Quoted text:

This is about pruning grapes so I wont go into pruning in general too much but… before you do any pruning just think about why you are doing it. And if you cant think of a reason then put down the secateurs and walk away.
Some gardeners take a laissez faire attitude to pruning and leave everything to get on with it as nature intended. After all, they expound, no one prunes them in nature. That is very true but then nature doesn’t care if an apple tree crops every year, just so long as it perpetuates itself a bit; nature doesn’t care if a camellia lives or dies, as long as it produces some seedlings, and nature could’nt give a fig if you can pick those figs or if they are out of reach for all but blackbirds.
But we don’t want scruffy plants in our gardens, with dead branches, sprawling limbs and flowers and fruit out of reach. And I know that lots of fashionable gardeners think that nature should be allowed free reign in the garden because she is some kind of beneficent guardian, but they shouldn’t and she isn’t! Gardening has always been about harnessing or at least controlling nature. If you don’t want to make the effort then, by all means, let your plot go wild but don’t kid yourself that you are gardening. I don’t mean that you have to spray and prune everything within an inch of its life but you do have to steer things in the right direction.
So back to our grape vines. There are whole books written about grape pruning and most of the bulk regards the shaping of the whole plant, which I won’t go into here. The actual principle is very simple and is based around the fact that grape vines grow really easily. In fact if unpruned they grow so well that they will smother the support and not fruit that well. And any fruit that is produced will be in small bunches and, because it will be surrounded by a mass of foliage the sun will not reach it and it will not ripen that well. This is less of a problem in California than Croydon or Carnew.
So the first job to do with a young vine is to form a permanent framework of branches called rods. Once these are in place they stay there for the life of the plant. I suppose the first job is really to buy the vine – and you need to buy one – don’t grow one from a pip. You can do that but you don’t know how the seedling will turn out and as you are going to invest lots of time in growing, training and pruning you don’t want to do that for 5 years only to discover your grapes are small, pippy and sour.
Once you have established your rods, you have winter pruning and summer pinching to do.
Winter pruning
Pruning, with secateurs, must be done in the depths of winter and I did mine this week. If you don’t grow giant onions (which are traditionally sown on St Stephen’s Day – Boxing Day) you could escape to the garden or greenhouse and prune your vine instead to escape the washing up.
Pruning needs to be done when the vine is completely dormant because if left till spring the cut stems can ‘bleed’, not just oozing but gushing with sap. So do it now and cut all the stems back to the base or one bud. That’s all there is to it.
Moving on to spring and summer you do need to pinch out the ends of the shoots when they have produced a cluster of flowers. Count two leaves beyond the flower cluster and pinch out the end of the shoot. Any further growth is then pinched out again after two leaves. This ensures all the energy is put into making fruit, allows air to circulate, lets sun get to the fruit and makes it easy to look after the bunches.

Stored records:
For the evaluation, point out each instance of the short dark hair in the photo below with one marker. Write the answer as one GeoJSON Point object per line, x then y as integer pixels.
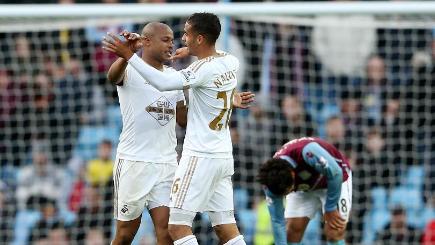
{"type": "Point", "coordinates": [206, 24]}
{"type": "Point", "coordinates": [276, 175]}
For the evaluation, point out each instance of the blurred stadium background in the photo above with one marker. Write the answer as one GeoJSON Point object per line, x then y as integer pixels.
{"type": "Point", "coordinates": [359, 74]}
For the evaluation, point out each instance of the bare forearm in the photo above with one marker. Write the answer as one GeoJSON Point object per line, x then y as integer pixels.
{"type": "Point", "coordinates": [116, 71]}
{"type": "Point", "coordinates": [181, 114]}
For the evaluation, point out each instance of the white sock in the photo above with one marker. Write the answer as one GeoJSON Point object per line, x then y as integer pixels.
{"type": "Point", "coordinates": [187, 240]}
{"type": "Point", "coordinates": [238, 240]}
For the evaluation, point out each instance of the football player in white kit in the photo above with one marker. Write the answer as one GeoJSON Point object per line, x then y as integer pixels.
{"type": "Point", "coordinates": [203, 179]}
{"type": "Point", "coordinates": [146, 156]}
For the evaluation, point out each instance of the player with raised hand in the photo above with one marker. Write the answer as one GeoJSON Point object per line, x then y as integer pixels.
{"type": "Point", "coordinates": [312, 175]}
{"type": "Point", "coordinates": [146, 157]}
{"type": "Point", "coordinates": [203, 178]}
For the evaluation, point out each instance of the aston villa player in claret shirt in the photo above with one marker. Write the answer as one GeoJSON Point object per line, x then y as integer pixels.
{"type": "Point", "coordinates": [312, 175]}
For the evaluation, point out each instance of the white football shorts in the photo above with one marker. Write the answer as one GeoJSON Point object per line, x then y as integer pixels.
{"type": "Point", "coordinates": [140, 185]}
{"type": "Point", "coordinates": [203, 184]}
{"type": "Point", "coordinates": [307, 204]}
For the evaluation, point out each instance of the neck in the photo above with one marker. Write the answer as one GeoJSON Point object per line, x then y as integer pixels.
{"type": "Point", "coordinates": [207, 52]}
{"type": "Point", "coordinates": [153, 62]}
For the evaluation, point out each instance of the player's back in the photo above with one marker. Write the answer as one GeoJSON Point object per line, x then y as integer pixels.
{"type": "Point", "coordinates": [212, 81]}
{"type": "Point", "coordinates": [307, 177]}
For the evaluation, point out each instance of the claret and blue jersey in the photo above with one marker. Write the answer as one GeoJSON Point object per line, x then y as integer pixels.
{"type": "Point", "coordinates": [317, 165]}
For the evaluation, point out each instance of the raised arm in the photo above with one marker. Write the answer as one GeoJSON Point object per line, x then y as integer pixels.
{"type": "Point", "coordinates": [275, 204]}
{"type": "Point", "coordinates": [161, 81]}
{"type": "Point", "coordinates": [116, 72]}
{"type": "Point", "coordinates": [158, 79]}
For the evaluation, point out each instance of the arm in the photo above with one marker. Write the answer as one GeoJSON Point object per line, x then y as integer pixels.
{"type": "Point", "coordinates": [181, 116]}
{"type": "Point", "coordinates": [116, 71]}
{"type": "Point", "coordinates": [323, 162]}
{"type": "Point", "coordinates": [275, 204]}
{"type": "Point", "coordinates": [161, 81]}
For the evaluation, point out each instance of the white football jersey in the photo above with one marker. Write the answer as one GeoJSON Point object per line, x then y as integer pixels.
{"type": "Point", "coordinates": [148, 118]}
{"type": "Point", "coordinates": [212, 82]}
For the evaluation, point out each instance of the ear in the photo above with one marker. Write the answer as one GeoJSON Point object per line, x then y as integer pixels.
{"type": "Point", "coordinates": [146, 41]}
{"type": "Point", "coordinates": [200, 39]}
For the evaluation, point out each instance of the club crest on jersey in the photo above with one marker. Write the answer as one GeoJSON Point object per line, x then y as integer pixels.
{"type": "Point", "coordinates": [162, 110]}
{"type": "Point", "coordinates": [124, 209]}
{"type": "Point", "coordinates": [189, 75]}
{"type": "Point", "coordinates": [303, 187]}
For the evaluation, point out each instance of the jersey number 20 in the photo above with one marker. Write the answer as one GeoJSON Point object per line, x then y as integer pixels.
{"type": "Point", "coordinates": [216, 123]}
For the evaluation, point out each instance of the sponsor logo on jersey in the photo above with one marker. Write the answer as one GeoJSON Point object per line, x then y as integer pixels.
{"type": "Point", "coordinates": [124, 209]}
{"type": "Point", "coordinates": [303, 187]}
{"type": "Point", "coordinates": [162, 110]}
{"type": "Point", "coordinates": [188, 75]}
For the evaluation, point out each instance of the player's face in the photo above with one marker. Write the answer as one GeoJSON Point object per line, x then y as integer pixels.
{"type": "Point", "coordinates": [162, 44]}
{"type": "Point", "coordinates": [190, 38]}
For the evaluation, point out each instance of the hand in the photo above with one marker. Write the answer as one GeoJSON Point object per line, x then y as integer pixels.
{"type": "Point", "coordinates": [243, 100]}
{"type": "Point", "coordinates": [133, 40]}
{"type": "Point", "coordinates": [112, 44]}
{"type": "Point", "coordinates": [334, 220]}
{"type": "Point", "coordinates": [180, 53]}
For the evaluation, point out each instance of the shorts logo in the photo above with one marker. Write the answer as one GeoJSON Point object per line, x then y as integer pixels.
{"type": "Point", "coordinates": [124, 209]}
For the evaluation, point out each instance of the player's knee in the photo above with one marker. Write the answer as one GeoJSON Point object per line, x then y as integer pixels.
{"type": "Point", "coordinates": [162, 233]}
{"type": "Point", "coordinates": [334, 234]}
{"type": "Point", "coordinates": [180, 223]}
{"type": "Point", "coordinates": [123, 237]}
...
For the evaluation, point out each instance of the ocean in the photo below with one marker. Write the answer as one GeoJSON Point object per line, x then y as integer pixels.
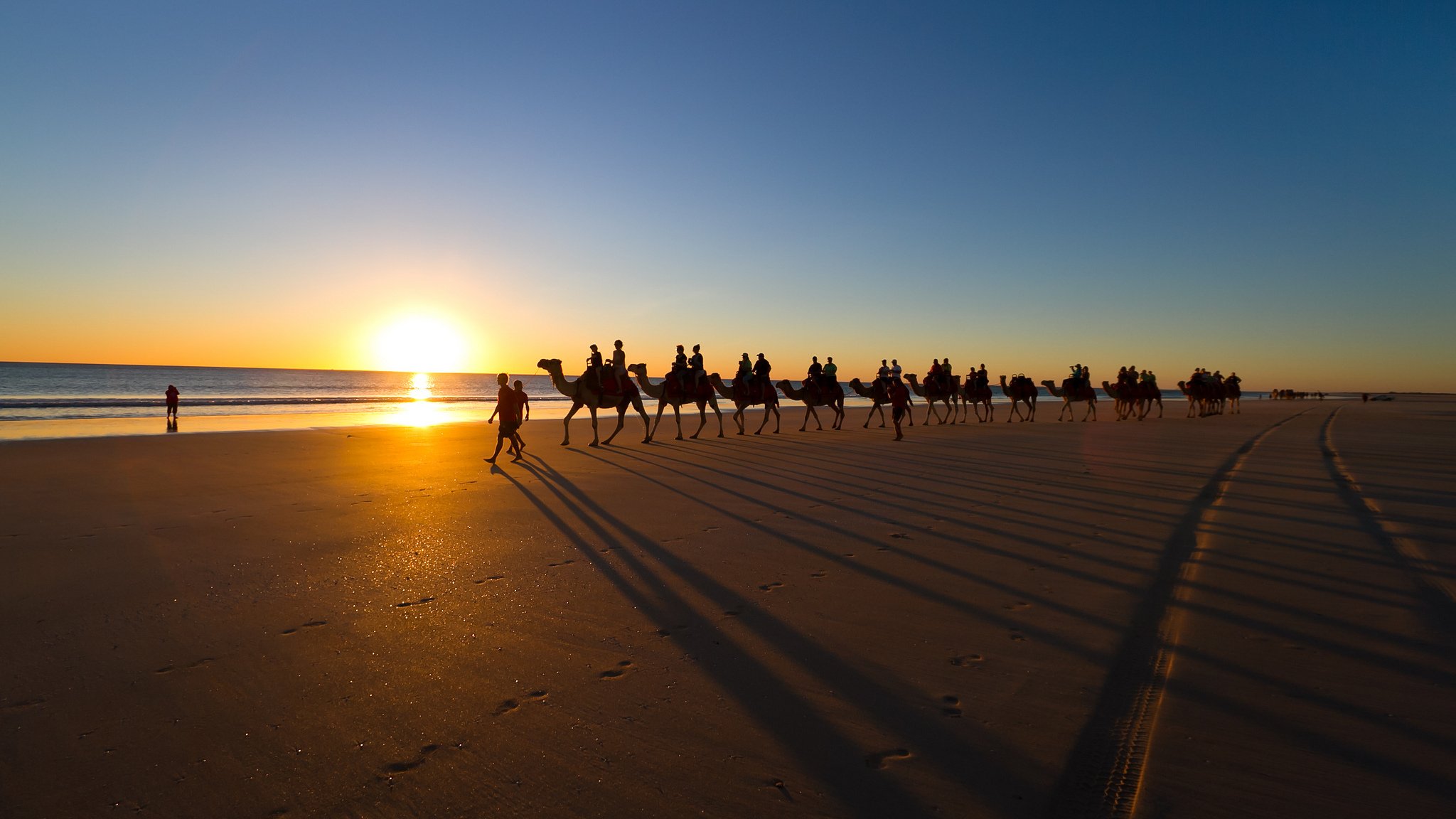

To-do list:
1. Rewrite the paragraph of the grape pruning text that begins "Moving on to spring and summer" as a short bulleted list that keeps its main facts.
2. List every plant other than the grape vine that the grape pruning text mentions.
3. Decide whether each statement agrees with the grape pruning text, answering yes or no and quoting the deciding words.
(a) The text recommends growing a new vine from a pip.
(b) Winter pruning should be done while the vine is completely dormant.
(c) The rods are cut away and replaced every winter.
Work only from the text on grape pruning.

Answers in order:
1.
- In spring and summer, pinch out the ends of shoots once they have produced a cluster of flowers.
- Count two leaves beyond the flower cluster and pinch out the shoot tip there.
- Pinch out any further growth again after two leaves.
- This puts the plant's energy into fruit, lets air circulate and sun reach the fruit, and makes the bunches easy to look after.

2.
- Apple tree
- Camellia
- Fig
- Giant onions

3.
(a) No: "you need to buy one – don’t grow one from a pip."
(b) Yes: "Pruning needs to be done when the vine is completely dormant"
(c) No: "Once these are in place they stay there for the life of the plant."